■ WHAT THE EXERCISE ASKS
Copy the entries word for word, from their first line through the line containing "left=231, top=89, right=248, bottom=103", with both of those lines included.

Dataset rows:
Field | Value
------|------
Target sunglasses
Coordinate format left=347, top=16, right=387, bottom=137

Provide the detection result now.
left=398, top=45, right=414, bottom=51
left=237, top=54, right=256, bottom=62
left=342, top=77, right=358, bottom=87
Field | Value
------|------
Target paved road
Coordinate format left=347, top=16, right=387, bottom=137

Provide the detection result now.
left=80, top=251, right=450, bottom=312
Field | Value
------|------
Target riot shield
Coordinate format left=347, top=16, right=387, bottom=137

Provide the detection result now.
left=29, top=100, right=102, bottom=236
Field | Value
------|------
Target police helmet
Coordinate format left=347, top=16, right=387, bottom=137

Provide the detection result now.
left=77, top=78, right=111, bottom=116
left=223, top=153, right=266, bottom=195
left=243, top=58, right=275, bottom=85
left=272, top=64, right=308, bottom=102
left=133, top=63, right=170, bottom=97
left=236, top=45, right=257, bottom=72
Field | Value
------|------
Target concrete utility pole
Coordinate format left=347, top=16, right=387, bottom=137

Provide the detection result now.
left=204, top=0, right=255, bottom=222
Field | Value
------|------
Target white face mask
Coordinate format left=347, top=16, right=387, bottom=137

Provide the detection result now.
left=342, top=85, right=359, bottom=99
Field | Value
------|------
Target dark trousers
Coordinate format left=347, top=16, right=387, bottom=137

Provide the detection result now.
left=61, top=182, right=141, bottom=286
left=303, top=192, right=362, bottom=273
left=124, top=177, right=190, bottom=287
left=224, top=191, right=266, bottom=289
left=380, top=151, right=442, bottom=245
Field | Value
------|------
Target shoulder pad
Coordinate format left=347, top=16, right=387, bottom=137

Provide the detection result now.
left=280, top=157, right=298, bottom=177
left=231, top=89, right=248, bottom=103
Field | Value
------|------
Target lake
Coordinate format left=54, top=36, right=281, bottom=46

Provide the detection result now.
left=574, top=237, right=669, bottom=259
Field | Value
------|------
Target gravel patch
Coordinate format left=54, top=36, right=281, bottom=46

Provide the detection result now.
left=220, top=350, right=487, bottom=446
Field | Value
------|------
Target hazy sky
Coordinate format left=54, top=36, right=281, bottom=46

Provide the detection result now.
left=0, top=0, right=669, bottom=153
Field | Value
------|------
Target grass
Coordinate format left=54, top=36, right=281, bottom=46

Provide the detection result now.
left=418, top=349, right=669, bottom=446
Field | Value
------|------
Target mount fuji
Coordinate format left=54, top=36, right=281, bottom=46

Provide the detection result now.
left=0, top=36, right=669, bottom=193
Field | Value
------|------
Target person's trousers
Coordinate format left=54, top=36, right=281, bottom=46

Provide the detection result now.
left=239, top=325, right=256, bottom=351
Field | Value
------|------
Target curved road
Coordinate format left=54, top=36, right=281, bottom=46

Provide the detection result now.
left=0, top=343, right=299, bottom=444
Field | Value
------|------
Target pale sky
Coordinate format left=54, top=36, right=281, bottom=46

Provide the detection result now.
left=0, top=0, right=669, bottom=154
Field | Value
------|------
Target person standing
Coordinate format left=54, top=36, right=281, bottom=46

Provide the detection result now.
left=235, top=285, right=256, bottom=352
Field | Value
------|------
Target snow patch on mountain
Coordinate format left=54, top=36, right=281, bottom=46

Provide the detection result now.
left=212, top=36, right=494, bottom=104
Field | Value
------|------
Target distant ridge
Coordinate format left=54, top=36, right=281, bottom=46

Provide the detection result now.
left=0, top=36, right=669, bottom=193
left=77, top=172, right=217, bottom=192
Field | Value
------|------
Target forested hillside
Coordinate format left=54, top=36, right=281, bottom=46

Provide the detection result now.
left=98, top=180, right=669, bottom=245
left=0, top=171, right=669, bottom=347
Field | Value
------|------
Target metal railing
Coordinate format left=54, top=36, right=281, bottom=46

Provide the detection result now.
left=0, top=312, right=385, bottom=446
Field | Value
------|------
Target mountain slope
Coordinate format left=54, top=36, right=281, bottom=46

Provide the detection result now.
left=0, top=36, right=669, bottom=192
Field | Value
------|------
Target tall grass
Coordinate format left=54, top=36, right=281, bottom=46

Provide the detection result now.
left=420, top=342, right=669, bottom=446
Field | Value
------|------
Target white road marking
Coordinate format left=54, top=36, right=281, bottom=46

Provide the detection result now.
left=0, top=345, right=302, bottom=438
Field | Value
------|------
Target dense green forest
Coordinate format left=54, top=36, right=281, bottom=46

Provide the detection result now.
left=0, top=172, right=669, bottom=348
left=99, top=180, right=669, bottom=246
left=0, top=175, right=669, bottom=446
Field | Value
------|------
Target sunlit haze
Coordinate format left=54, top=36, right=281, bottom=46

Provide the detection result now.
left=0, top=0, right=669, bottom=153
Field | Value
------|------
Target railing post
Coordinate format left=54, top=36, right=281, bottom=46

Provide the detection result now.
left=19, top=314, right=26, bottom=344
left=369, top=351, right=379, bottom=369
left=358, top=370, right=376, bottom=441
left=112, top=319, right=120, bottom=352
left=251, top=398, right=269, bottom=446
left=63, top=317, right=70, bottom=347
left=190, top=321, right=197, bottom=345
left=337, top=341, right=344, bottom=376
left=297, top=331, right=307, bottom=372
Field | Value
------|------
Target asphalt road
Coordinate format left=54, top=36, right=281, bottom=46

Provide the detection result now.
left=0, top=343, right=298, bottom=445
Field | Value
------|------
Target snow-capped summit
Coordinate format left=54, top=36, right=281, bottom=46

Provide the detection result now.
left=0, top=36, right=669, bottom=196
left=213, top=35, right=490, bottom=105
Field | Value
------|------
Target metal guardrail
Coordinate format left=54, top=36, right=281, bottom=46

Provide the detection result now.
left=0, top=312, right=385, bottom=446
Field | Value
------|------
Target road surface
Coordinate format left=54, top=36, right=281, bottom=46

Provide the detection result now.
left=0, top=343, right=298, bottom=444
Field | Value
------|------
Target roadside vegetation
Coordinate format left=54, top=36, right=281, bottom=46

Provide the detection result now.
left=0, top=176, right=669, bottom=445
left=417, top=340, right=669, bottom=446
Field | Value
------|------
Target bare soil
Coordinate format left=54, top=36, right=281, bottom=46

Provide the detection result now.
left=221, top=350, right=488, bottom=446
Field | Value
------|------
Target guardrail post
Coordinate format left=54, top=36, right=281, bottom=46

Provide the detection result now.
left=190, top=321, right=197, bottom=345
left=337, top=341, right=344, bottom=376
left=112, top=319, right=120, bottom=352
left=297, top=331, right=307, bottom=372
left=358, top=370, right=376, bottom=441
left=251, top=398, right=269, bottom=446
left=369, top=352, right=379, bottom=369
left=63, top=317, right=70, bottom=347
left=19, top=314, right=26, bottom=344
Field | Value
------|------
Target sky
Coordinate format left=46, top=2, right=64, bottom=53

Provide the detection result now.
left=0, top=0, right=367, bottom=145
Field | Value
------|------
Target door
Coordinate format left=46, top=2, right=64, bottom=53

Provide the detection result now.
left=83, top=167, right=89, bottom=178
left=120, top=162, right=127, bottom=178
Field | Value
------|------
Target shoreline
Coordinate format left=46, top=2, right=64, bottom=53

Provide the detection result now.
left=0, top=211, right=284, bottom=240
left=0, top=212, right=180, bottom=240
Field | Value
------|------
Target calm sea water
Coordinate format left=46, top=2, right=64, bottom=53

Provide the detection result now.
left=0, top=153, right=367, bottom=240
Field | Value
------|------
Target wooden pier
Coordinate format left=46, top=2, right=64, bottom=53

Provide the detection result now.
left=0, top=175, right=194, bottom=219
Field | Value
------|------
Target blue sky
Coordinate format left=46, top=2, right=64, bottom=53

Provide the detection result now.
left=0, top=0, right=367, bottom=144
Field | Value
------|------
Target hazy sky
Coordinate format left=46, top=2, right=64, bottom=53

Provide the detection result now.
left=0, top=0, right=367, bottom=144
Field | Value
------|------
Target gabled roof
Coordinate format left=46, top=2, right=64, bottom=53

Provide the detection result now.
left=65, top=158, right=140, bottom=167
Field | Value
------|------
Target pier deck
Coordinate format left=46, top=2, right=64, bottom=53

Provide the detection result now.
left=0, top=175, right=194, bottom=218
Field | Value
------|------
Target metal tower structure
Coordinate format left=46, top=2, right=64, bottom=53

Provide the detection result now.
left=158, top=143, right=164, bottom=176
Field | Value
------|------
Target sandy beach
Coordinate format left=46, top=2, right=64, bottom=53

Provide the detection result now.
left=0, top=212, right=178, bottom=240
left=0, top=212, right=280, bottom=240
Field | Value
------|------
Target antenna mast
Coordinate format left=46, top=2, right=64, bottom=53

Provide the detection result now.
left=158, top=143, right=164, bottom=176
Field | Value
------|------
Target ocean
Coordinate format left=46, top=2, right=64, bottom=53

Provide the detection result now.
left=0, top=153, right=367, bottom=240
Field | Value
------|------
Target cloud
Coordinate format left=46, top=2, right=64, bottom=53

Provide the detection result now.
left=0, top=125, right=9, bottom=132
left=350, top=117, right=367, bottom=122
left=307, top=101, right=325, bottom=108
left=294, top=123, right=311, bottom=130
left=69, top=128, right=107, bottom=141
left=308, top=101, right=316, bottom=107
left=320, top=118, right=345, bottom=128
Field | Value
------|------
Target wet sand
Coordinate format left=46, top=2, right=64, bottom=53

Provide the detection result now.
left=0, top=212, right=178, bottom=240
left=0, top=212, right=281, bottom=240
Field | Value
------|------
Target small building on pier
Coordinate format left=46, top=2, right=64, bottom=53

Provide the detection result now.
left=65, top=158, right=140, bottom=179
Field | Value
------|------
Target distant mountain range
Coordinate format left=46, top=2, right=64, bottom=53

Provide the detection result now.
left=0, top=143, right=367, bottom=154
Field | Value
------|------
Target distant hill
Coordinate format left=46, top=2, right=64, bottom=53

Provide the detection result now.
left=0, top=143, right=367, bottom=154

■ OUTPUT FOR THIS EXERCISE
Field | Value
------|------
Target sunglasses
Coordinate format left=347, top=16, right=387, bottom=137

Provide the detection result now.
left=398, top=45, right=414, bottom=51
left=237, top=54, right=256, bottom=62
left=342, top=77, right=358, bottom=87
Field | Value
------|------
Target paved road
Coordinate format left=347, top=16, right=387, bottom=137

Provide the detection result now.
left=80, top=251, right=450, bottom=312
Field | Value
------|------
Target riot shield
Coordinate format left=347, top=16, right=387, bottom=137

Provide the detection result now.
left=29, top=100, right=102, bottom=236
Field | Value
------|------
Target police helmet
Coordinate format left=347, top=16, right=387, bottom=137

Provide the detection result now.
left=77, top=78, right=111, bottom=116
left=223, top=153, right=266, bottom=195
left=243, top=58, right=275, bottom=85
left=272, top=64, right=308, bottom=102
left=133, top=63, right=170, bottom=97
left=236, top=45, right=257, bottom=72
Field | Value
------|------
Target concrete utility pole
Coordinate format left=347, top=16, right=387, bottom=137

Provide the detection result now.
left=204, top=0, right=255, bottom=222
Field | Value
------|------
Target white face mask
Coordinate format left=347, top=16, right=387, bottom=137

Provide the detection result now.
left=342, top=85, right=359, bottom=99
Field | Value
------|------
Target dark trousers
Coordinate format left=347, top=16, right=387, bottom=137

Provide the detection result now.
left=61, top=182, right=141, bottom=286
left=303, top=192, right=362, bottom=273
left=124, top=177, right=190, bottom=287
left=224, top=191, right=266, bottom=289
left=380, top=151, right=442, bottom=245
Field | Value
------|------
Target shoulder pad
Coordinate format left=347, top=16, right=387, bottom=137

Provide the detection result now.
left=280, top=157, right=298, bottom=177
left=231, top=89, right=248, bottom=103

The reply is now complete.